*What needs to be done*:
Copy every one of the rows below line for line, with no changes. Leave the pictures out of your copy.

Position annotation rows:
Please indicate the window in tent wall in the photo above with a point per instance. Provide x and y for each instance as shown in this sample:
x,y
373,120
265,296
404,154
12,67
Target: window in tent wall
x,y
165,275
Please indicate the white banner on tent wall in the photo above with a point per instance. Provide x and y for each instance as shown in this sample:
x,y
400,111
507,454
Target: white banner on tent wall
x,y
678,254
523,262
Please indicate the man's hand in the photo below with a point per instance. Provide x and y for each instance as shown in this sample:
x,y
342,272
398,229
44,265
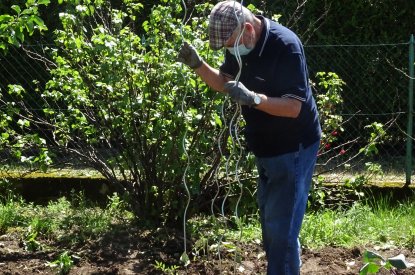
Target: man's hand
x,y
189,56
239,93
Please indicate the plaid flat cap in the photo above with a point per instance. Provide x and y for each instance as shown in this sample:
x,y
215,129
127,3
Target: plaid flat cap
x,y
222,22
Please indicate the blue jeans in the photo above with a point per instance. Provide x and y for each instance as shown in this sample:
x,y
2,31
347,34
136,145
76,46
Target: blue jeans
x,y
283,186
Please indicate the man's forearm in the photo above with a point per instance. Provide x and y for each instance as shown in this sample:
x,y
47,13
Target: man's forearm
x,y
284,107
211,77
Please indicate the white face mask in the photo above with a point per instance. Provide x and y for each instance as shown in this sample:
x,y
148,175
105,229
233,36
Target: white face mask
x,y
242,49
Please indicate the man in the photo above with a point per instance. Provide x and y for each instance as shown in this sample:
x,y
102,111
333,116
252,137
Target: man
x,y
282,125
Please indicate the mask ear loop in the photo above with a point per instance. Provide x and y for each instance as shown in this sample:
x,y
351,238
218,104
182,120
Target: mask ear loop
x,y
241,25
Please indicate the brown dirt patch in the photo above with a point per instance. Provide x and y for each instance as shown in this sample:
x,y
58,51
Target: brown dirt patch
x,y
135,251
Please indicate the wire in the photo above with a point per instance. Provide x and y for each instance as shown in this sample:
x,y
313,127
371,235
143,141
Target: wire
x,y
184,257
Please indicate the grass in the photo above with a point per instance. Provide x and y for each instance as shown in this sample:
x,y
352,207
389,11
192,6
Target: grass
x,y
377,222
380,222
70,221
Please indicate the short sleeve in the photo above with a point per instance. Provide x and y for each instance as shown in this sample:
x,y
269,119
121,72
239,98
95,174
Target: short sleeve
x,y
292,76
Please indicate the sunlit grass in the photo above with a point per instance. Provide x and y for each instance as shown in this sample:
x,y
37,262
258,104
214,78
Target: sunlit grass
x,y
374,223
72,221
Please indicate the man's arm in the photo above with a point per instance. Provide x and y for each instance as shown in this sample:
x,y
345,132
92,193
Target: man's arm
x,y
277,106
212,77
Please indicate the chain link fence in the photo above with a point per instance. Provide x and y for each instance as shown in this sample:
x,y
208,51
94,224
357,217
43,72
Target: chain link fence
x,y
376,90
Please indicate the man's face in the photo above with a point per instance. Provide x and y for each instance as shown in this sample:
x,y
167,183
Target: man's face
x,y
246,38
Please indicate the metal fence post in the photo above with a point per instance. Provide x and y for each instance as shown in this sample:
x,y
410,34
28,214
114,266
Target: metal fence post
x,y
410,112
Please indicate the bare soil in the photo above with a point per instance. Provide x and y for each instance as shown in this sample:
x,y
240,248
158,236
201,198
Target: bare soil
x,y
135,251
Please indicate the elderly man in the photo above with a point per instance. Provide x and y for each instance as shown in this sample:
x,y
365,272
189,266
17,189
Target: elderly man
x,y
282,124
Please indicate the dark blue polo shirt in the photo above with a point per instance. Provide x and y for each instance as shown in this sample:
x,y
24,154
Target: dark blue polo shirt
x,y
276,67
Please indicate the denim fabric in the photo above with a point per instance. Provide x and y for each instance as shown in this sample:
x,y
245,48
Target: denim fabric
x,y
283,186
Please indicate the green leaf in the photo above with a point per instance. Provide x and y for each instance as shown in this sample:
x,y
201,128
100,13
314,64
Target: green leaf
x,y
369,268
16,8
185,259
370,256
43,2
399,262
5,18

*Task solution*:
Please indicate the window in tent wall in the photo above with a point per instance. Provide x and y for each instance as shown in this sample:
x,y
373,120
265,296
404,154
12,67
Target: window in tent wall
x,y
165,275
Please indicate the white banner on tent wall in the photo above with a point per instance. Provide x and y for each instance as shown in this sample:
x,y
400,111
507,454
Target: white banner on tent wall
x,y
678,254
523,262
Please indicate the man's hand in the photo below with a point per instance. Provide x and y for each instance as shown in this sample:
x,y
342,272
398,229
44,265
Target: man's hand
x,y
189,56
239,93
Please indicate the plaid flat cap in the photo above with a point per instance. Provide x and y for each instance as shown in this sample:
x,y
215,129
127,3
Target: plaid flat cap
x,y
222,22
Please indicate the blue jeans in the photo above with a point per instance. Provide x and y for each instance as shown in this sample:
x,y
2,31
347,34
136,145
76,46
Target: blue jeans
x,y
283,186
Please indicate the man's forearm in the photo above with a point per instance. Provide x and y for each instance as shown in this sample:
x,y
47,13
Target: man's forearm
x,y
284,107
211,77
Please indicate the white face mask in the photo above with a point per instance. Provide x and y for each instance as shown in this sample:
x,y
148,175
105,229
233,36
Target: white face mask
x,y
242,49
Please indicate the man in the photo above with a point per instance. Provide x and y for each instance as shown in this sample:
x,y
102,111
333,116
252,137
Target: man
x,y
282,125
Please indicate the mask ear loop in the photo above with a point per instance. Provide x and y for each instance as shown in this sample:
x,y
351,238
218,104
182,120
Target: mask ear loop
x,y
241,25
Please indicate the brown dirt patch in the photo above with a point per instance. Provide x and y for each instance as shown in this sample:
x,y
58,51
Target: brown dirt patch
x,y
135,251
Please indicate the wire in the photo above with a point per instance. Provide x and y for each instance as shown in this sample:
x,y
313,127
371,235
143,141
Target: wire
x,y
184,257
Please indicate the grass in the photo above with a point per instance. Provide x and y for each instance as shown in this sample:
x,y
352,207
389,11
192,6
Target: grass
x,y
377,222
380,222
70,221
Please indicate the short sleeve in the photo above with a point per instance. Provide x and y for each instance as shown in this sample:
x,y
269,119
121,72
239,98
95,174
Target: short sleeve
x,y
292,76
Please indicate the sunlit grass in the photo above with a point per instance. Provide x and y for each instance as shown in this sample:
x,y
37,262
258,104
214,78
Target: sunlit grass
x,y
374,223
72,221
Please indicate the man's arm in the photo above with a point per instance. Provide x and y for each instance as shown in this sample:
x,y
345,132
92,193
Target: man's arm
x,y
277,106
212,77
Please indicate the chain link fence in the photo above with a point per instance. Provide x and y for each instance as shown in this sample:
x,y
208,51
94,224
357,217
43,72
Target: chain link fence
x,y
376,90
Please indicate the man's face in the photo above with a point per instance. Provide x and y for each instance as shown in this sample:
x,y
167,183
Target: man's face
x,y
246,38
Please indicate the metal fence post in the photo above with a point per instance. Provide x and y for each instance as shown in this sample:
x,y
410,34
28,214
114,266
Target: metal fence post
x,y
410,112
Please indicate the bare soil in the photo above with a point per instance. Provide x and y for each instance as shown in this sample:
x,y
240,248
158,236
201,198
Target: bare soil
x,y
135,251
Please indicate the elderly man in the photo above with a point per instance. Provide x and y for each instance as shown in this sample:
x,y
365,272
189,266
17,189
Target: elderly man
x,y
282,124
Please indicate the dark blue polo shirt in the photo above with a point per instance. Provide x and y for each instance as shown in this sample:
x,y
24,154
Target: dark blue polo shirt
x,y
276,67
Please indicate the denim fabric in the photo above with a point per instance. Provide x and y for each instance as shown in this sample:
x,y
245,48
Target: denim fabric
x,y
283,186
Please indicate the green leaf in the photo above with a point per instance. Provide x and y for each instance as shown in this sample:
x,y
201,128
100,13
314,64
Target: green leaf
x,y
369,268
16,8
185,259
370,256
43,2
399,262
5,18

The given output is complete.